> Data for this exercise
↓

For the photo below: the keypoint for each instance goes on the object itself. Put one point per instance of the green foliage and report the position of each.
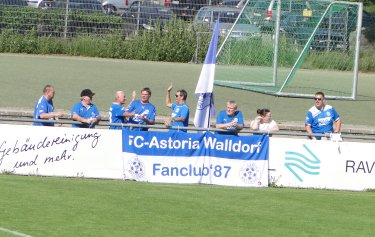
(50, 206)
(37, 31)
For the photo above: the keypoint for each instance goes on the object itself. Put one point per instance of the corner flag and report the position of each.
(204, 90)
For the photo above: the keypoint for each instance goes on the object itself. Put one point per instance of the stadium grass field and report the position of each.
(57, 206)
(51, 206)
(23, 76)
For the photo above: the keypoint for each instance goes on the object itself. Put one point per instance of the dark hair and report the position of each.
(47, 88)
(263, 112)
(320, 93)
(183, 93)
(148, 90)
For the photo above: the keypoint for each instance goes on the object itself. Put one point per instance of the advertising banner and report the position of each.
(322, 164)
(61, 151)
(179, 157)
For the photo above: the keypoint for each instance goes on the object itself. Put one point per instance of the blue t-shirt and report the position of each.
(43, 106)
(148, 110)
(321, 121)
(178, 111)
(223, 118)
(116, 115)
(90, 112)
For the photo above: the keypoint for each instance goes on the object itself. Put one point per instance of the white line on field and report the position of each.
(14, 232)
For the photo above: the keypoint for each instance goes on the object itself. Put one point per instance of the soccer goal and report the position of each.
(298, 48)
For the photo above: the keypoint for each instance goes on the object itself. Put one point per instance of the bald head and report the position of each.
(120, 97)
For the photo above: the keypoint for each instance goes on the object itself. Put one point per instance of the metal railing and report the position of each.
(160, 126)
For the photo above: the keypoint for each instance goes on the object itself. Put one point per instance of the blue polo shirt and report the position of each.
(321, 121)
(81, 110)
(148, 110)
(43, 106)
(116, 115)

↑

> What is expected
Leaving the pictures aside, repeat the data above exactly.

> Written answer
For the photo below: the keypoint for each instance goes on the object itself. Put one point per instance of the green foliage and report the position of each.
(50, 206)
(37, 31)
For the photo above: the keypoint for each instance goes on the object itself. Put one point per instance of the corner flag and report the position of each.
(204, 90)
For the photo above: the keypoint for each instance goes on the object itself. Put one point per instance of the stadium grass field and report the position of each.
(57, 206)
(51, 206)
(23, 76)
For the photo above: the keypoint for each instance goes on the object itself. Put one point per instance of the dark hair and report the position of each.
(47, 88)
(263, 112)
(320, 93)
(183, 93)
(148, 90)
For the photo above: the keypoint for each instance goes on the object itself. Put one point per instance of the advertising banner and report the position of each.
(322, 164)
(61, 151)
(179, 157)
For the photo above: the keypoint for each instance goes on the object itself. Put one point per instance of the blue t-shirt and report the position of each.
(43, 106)
(148, 110)
(321, 121)
(178, 111)
(223, 118)
(116, 115)
(90, 112)
For the photo above: the keypoint for each instance goes on the object itself. Put one point per instance of the white line on field and report the position of each.
(14, 232)
For the photo above: the keypoint for each instance goes on the object itself. Put one point per instance of the soccer goal and report the position of each.
(298, 48)
For the photo above: the keypoint for each instance goes on the object itself. Put one point per instance of the bald head and report the position of each.
(120, 97)
For the photo above: the keypoint for each instance goes on the object itself. Put one point per instance of the metal railing and report the position of each.
(160, 126)
For the photo above: the keypoint for each instance goes on the object itself. Put one point per instance of the blue polo shirt and report the position of each.
(321, 121)
(81, 110)
(148, 110)
(43, 106)
(116, 115)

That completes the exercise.